Après le spectre d’une augmentation des taxes douanières, le président américain pourrait aller plus loin dans le rapport de force en demandant aux entreprises de la tech d’augmenter leurs tarifs ou même de collaborer encore plus étroitement avec les différents départements d’État. Objectif ? Exploiter des informations commerciales ou sensibles. C’est déjà le cas, mais il pourrait pousser encore plus loin le curseur. L’Europe prépare sa défense avec des solutions dites de « souveraineté numérique ».
Arrivé pour la seconde fois à la maison blanche, Donald Trump se comporte comme un joueur de poker à coup de bluffs, de gestuelles et de propos intimidants. Objectif : remporter le bras de fer qui l’oppose au reste du monde ou presque. Et cela ne se limitera pas uniquement aux taxes douanières.
Aux États-Unis, en matière de numérique et de protection des données à caractère personnel, tout ce qui a été validé avec l’Europe pourrait être remis en question et en particulier le Règlement général sur la protection des données à caractère personnel (RGPD), mais aussi tous les accords sur l’exploitation des données.
Résultat, le concept de « souveraineté numérique » revient en force dans les médias et dans les milieux politiques et économiques français et européens. La souveraineté numérique est un concept qui désigne la capacité d’un État, d’une organisation ou d’un individu à exercer un contrôle sur ses données numériques, ses infrastructures technologiques et ses communications électroniques.

▶ [Lignes fournies]:

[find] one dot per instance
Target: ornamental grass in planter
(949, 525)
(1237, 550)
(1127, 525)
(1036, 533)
* * *
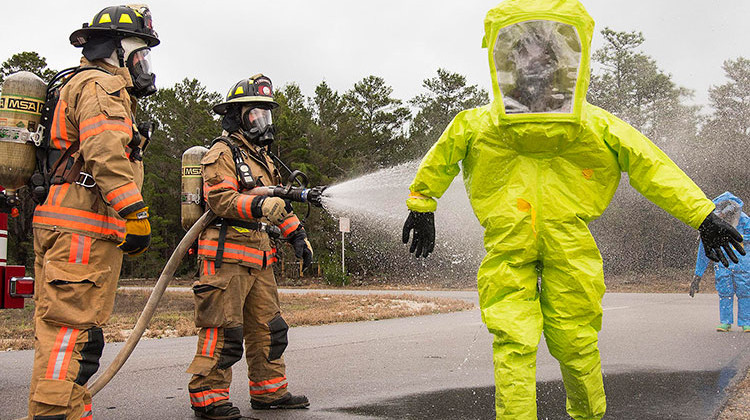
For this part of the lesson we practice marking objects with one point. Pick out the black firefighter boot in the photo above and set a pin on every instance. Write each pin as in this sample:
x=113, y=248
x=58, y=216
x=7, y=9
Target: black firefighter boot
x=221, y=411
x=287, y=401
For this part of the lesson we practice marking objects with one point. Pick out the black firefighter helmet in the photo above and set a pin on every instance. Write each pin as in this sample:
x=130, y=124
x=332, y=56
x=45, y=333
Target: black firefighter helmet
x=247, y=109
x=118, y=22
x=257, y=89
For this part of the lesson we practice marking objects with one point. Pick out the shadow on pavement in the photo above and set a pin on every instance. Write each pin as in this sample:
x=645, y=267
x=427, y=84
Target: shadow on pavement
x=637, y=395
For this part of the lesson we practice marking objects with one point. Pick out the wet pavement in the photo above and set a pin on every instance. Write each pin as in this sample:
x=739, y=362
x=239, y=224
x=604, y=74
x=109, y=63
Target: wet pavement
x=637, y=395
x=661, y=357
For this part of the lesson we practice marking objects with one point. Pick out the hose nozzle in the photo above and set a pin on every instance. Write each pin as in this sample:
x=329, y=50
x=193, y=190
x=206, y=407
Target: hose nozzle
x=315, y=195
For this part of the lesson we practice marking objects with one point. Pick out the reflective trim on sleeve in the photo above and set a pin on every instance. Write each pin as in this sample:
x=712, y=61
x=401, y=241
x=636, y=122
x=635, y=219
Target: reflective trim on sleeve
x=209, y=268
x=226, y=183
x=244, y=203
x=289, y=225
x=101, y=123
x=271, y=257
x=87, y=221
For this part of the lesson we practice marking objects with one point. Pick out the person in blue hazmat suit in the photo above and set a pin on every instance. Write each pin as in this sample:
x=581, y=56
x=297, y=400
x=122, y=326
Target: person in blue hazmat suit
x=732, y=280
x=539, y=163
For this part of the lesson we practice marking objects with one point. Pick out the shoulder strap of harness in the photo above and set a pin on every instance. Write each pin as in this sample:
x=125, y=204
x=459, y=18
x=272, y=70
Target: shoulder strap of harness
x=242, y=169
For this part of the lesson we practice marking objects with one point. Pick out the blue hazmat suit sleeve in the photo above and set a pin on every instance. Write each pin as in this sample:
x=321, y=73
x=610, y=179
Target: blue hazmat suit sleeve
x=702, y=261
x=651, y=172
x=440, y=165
---
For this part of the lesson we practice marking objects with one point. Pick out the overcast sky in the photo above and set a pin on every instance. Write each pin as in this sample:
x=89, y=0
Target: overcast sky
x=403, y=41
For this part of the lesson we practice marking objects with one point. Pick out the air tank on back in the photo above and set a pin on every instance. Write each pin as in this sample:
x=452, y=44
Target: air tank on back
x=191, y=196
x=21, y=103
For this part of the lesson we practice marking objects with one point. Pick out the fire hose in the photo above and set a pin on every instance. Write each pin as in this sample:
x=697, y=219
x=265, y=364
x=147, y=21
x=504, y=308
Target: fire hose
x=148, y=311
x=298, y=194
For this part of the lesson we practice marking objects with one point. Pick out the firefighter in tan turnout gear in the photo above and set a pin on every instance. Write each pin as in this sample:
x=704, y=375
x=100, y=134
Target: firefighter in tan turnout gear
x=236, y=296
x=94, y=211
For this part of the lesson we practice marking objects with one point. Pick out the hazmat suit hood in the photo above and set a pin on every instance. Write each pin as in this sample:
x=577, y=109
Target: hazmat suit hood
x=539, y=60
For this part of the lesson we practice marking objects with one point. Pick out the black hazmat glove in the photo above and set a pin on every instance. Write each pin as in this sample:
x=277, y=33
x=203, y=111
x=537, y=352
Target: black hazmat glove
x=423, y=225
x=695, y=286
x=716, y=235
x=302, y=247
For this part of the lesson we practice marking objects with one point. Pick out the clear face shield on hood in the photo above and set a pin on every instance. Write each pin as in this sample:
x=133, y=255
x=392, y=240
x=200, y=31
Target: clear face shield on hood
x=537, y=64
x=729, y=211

▶ [Consignes à suivre]:
• a. D'après le texte sur la souveraineté numérique, à quoi le comportement de Donald Trump est-il comparé ?
• b. Recopiez mot pour mot le passage du texte sur la souveraineté numérique qui va de « Résultat, le concept » jusqu'à « ses communications électroniques. » inclus.
• c. Prolongez le texte sur la souveraineté numérique à partir de sa dernière phrase.

▶ [Réponses successives]:
• a. À celui d'un joueur de poker qui procède à coup de bluffs, de gestuelles et de propos intimidants.

• b.
Résultat, le concept de « souveraineté numérique » revient en force dans les médias et dans les milieux politiques et économiques français et européens. La souveraineté numérique est un concept qui désigne la capacité d’un État, d’une organisation ou d’un individu à exercer un contrôle sur ses données numériques, ses infrastructures technologiques et ses communications électroniques.

• c.
Elle implique la maîtrise des technologies de l’information et de la communication (TIC) ainsi que la protection des données personnelles et sensibles contre les intrusions et les abus.
Pour les entreprises, la souveraineté numérique est essentielle pour protéger leurs actifs immatériels, tels que les données clients, les secrets commerciaux et les innovations. La maîtrise de leurs infrastructures technologiques leur permet de se prémunir contre les cyberattaques, les fuites de données et les espionnages industriels. Elle offre également un avantage concurrentiel en permettant le développement de solutions technologiques innovantes et sécurisées.
Pour les citoyens, la souveraineté numérique garantit la protection de leurs données personnelles et de leur vie privée. Elle leur permet de contrôler l’utilisation de leurs données et de se protéger contre les abus et les violations de leurs droits fondamentaux.
Cependant, il existe un décalage entre la reconnaissance de l’importance des solutions technologiques françaises ou européennes et leur adoption. Selon un sondage Ipsos publié par l’Usine Digitale, 78 % des décideurs reconnaissent l’importance des solutions technologiques locales…
… Mais seuls 32 % en font une priorité dans leurs décisions d’investissement. Ce sondage, réalisé auprès de 4 000 actifs en France, Allemagne, Espagne et Italie, révèle que 46 % des répondants européens sont préoccupés par la dépendance aux plateformes comme Google, Microsoft ou Amazon. Mais là aussi, on constate des freins à l’adoption de solutions européennes. Les deux principaux sont le coût élevé et les doutes sur leur fiabilité. L’argument tarifaire ne tient pas vraiment, car si demain Microsoft décide d’augmenter de 25 % le tarif de son abonnement à « Microsoft 365 », que feront la majorité des entreprises qui utilisent quotidiennement les solutions de cet éditeur ? Rien, certainement car elles sont trop habituées — et dépendantes — de l’univers de Windows…
Pour renforcer leur souveraineté numérique face aux géants américains, les Européens disposent de plusieurs options. La première est de développer des alternatives européennes aux services des GAFAM. Une belle idée qui a coûté très cher pour l’instant !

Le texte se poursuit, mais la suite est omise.